(A run of records)
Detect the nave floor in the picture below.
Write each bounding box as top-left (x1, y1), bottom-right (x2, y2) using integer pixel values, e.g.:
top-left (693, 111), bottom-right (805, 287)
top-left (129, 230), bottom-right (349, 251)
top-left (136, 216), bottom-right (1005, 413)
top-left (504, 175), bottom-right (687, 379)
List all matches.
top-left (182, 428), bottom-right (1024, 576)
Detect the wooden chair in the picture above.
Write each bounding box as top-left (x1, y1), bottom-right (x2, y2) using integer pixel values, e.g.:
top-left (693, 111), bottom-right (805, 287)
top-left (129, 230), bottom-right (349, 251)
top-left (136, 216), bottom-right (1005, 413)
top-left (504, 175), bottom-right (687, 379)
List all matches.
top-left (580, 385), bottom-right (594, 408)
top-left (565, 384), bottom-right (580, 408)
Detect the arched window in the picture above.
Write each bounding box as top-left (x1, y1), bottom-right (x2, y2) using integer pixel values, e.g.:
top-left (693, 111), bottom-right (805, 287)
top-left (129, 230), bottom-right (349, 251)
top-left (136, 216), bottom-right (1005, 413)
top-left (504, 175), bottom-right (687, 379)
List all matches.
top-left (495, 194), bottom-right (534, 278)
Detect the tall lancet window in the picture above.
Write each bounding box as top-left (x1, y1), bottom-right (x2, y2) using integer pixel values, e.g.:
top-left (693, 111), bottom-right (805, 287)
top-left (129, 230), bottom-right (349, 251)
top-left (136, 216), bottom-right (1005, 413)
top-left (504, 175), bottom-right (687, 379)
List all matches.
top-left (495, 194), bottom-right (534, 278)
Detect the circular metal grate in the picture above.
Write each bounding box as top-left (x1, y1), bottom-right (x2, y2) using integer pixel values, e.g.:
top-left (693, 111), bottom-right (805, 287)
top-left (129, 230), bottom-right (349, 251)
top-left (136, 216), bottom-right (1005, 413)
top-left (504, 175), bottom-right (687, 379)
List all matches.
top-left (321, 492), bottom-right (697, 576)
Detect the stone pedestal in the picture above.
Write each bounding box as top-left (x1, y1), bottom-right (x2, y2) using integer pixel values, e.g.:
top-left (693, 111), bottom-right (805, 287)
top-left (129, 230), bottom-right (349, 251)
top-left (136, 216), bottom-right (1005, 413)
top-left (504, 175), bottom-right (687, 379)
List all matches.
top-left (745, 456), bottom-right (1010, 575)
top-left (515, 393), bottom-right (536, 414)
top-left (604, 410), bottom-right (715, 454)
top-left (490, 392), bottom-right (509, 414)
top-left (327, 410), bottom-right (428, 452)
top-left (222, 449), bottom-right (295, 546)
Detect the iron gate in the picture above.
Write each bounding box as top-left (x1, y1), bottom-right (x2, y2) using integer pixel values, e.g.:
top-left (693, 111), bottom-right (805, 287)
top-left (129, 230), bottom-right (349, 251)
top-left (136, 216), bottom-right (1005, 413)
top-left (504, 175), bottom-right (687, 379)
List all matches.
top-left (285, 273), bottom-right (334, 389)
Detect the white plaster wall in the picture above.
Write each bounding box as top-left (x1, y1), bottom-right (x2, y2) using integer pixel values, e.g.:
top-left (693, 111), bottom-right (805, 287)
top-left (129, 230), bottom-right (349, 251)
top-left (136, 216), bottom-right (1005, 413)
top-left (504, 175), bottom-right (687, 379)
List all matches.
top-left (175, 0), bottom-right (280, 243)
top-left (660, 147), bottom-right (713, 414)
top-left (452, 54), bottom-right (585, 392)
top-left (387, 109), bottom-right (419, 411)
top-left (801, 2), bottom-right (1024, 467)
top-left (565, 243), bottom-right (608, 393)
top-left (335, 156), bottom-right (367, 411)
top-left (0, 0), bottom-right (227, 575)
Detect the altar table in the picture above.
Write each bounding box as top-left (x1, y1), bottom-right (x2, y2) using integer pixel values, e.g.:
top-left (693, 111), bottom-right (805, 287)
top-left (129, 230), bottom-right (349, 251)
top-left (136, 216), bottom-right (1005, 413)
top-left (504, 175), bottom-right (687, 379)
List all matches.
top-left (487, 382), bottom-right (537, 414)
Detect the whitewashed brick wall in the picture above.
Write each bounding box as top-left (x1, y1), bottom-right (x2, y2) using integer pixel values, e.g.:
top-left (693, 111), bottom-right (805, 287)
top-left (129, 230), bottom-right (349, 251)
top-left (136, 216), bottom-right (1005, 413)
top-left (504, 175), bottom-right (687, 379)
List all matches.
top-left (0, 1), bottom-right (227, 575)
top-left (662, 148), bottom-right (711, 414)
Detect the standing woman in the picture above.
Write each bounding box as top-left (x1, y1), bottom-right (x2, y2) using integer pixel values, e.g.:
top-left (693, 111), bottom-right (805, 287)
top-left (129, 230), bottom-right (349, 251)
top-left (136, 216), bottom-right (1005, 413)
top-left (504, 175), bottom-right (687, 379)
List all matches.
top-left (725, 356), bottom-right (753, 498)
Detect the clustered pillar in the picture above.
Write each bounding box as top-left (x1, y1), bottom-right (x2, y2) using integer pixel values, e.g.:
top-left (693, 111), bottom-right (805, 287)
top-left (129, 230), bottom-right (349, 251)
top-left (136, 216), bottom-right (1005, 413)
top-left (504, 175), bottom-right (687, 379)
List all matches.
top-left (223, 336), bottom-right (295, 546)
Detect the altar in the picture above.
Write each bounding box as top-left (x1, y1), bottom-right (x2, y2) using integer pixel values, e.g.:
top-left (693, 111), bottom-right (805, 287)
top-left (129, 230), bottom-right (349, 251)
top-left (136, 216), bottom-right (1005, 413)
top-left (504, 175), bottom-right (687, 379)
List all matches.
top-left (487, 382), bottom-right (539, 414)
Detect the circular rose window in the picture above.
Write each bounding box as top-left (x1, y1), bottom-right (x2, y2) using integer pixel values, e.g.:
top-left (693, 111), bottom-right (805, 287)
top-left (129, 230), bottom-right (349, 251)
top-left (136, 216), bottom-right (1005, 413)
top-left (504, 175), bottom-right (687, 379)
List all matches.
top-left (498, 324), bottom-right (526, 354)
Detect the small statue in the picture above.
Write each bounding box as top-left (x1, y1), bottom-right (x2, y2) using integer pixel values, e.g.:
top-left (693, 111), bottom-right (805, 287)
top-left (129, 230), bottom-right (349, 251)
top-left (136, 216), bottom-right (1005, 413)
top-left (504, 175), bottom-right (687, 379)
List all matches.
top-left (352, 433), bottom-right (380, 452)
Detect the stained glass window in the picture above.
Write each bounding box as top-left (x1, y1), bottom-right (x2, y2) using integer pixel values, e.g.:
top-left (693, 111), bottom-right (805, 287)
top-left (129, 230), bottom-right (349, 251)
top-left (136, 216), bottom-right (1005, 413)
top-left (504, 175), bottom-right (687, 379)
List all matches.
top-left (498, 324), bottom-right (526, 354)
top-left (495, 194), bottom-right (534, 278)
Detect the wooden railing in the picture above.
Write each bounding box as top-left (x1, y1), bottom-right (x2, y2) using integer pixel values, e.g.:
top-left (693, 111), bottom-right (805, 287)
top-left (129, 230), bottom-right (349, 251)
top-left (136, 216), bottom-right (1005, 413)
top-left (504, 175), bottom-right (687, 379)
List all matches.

#### To do:
Take the lines from the one containing "Detect the altar in the picture above." through the one containing "top-left (352, 433), bottom-right (380, 452)", and reproduce them with every "pixel values" changed to "pixel coordinates" and nothing else altered.

#### Correct output:
Detect the altar in the picture above.
Write each bounding box as top-left (x1, y1), bottom-right (x2, y2) using integer pixel coordinates, e.g.:
top-left (693, 111), bottom-right (805, 287)
top-left (129, 230), bottom-right (349, 251)
top-left (136, 216), bottom-right (1005, 413)
top-left (504, 175), bottom-right (687, 379)
List all matches.
top-left (487, 382), bottom-right (539, 414)
Detect the circular rose window in the picture above.
Write each bounding box as top-left (x1, y1), bottom-right (x2, y2) using integer pixel coordinates, e.g.:
top-left (693, 111), bottom-right (805, 287)
top-left (129, 230), bottom-right (349, 251)
top-left (136, 216), bottom-right (1005, 413)
top-left (504, 175), bottom-right (687, 379)
List all matches.
top-left (498, 324), bottom-right (526, 354)
Detect the small statue in the picture above.
Write each bounding box as top-left (x1, y1), bottom-right (x2, y2) using integer pixel coordinates, e.g.:
top-left (693, 111), bottom-right (805, 287)
top-left (129, 230), bottom-right (349, 251)
top-left (136, 216), bottom-right (1005, 413)
top-left (504, 175), bottom-right (687, 379)
List all matches.
top-left (352, 433), bottom-right (380, 452)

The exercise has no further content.